What the exercise asks
With the pictures omitted, write out the entries that follow exactly as they stand.

*** Given records ***

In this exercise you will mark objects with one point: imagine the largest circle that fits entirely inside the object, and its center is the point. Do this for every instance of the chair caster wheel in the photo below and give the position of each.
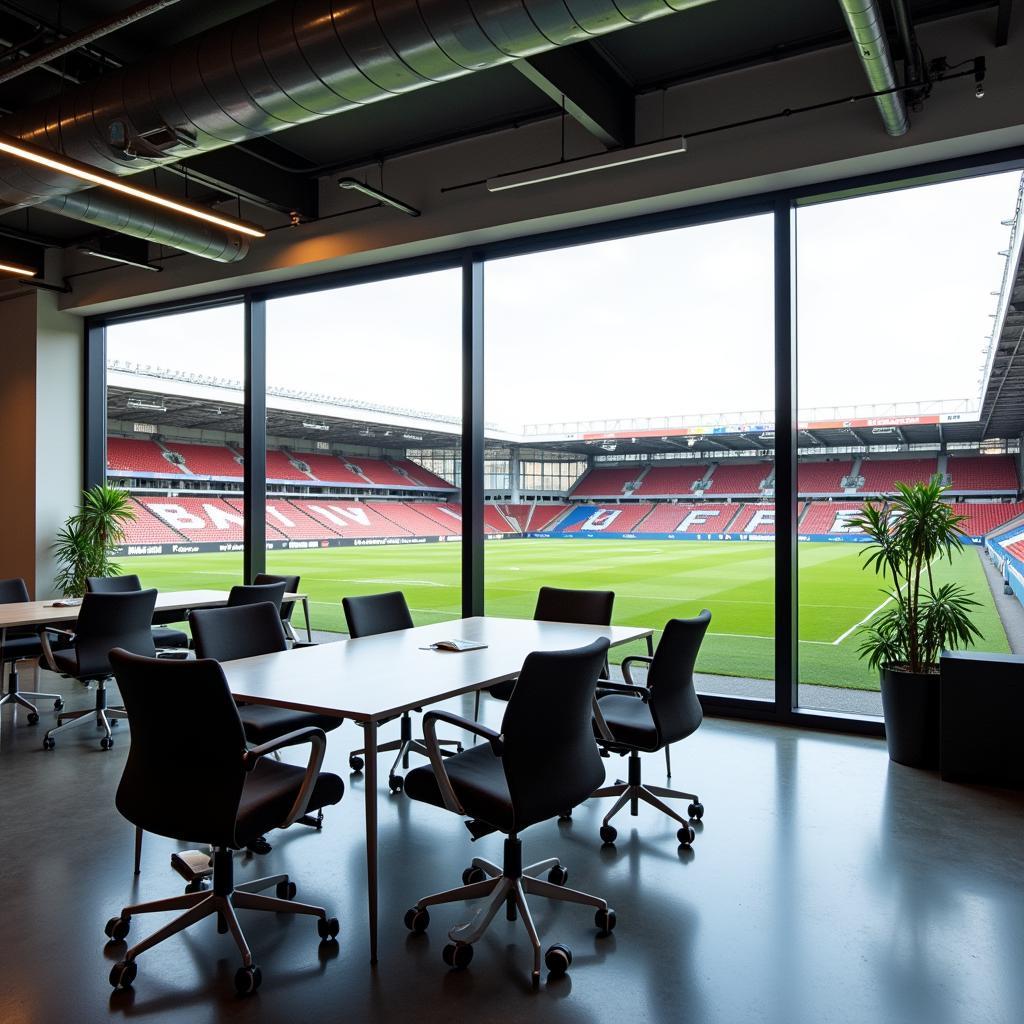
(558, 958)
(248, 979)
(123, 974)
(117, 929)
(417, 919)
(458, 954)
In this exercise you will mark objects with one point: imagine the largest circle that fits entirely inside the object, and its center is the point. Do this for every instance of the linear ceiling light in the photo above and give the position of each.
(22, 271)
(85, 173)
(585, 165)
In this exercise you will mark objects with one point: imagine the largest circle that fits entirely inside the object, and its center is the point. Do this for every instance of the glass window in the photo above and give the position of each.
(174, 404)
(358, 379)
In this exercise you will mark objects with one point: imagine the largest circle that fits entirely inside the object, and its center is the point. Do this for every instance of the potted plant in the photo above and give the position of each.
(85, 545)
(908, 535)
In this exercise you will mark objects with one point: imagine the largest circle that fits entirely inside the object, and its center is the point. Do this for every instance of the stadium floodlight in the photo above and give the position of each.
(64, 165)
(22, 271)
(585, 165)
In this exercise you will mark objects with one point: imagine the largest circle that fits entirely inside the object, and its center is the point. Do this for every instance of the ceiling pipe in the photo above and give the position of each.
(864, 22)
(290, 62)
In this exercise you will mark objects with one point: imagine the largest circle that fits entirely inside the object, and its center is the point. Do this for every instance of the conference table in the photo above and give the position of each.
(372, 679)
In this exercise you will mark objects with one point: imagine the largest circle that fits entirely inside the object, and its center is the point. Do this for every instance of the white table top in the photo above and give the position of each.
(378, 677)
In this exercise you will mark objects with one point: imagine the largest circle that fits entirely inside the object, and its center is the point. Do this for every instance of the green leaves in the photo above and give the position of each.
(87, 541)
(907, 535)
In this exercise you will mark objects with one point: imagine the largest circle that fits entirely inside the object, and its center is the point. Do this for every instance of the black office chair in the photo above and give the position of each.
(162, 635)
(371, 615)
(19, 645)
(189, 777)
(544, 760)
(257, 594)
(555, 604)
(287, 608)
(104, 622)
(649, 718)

***

Response
In this exercise you will mark objects with one point: imagine the largest circle that fits entirely inside the object, and its center is the point. Do this for every instance of the chair caster wheel in the photo below and give the position of each.
(558, 958)
(248, 979)
(123, 974)
(117, 929)
(417, 919)
(458, 954)
In this exercise you will mark objects with one point: imagine the largest circle that fits entirely inside the object, and its center is the point. Do this for every instance of the linear ceiling light in the photo above and give the position of each.
(22, 271)
(85, 173)
(585, 165)
In this exercise you will mark objects with one point: imagine the largest circle that fits entirely inside the object, and its center is the point. Do this for every instance of the glass window in the photo above and give the position of each.
(174, 404)
(358, 379)
In this exercise you will mark objects with one point: imagine the largest circle that fits entirely inside the object, and its center is the point. Do this for every instance of the potted plant in the photo above and give the position of each.
(85, 545)
(908, 535)
In this exercise you will mark objects with one point: imagine the largest circle that fits entirely inside the object, and its center is the point. Do this for every instance of the stadium floodlight in the photo above and give the position of each.
(64, 165)
(22, 271)
(585, 165)
In this exercise you will mark objects with one point: imagine the largest circle that fits entirely inside the object, and its center is the point. Do this for every instance of the ceiling pipe in the photo above and give the position of each.
(864, 22)
(290, 62)
In this exercise you will mark objects with one point: imagine the largest circle that fits entirely inside the object, and its center is the point. Do this for every instance of the conference table in the photo above and give the position of each.
(372, 679)
In this exercise you will mark objects with one point: imagine the largest circle that fits entirely inside the object, and its center is the point. Do this for every instance of the white table top in the photo above and give the position of each.
(378, 677)
In this exercise you will mark objects with one point: imagine the largest circle that fits entirely inside the object, and its center is the point. Do this for every instance of the green leaves in the photo above and give the position of each.
(87, 541)
(907, 535)
In this exercise you will mark objects with one point: imagine the largest circle that fits entirely inside the object, and its center is the point. Do this for every instance of the black office chair in the photo above and give the position of each.
(162, 635)
(371, 615)
(19, 645)
(189, 777)
(544, 760)
(257, 594)
(555, 604)
(287, 608)
(104, 622)
(649, 718)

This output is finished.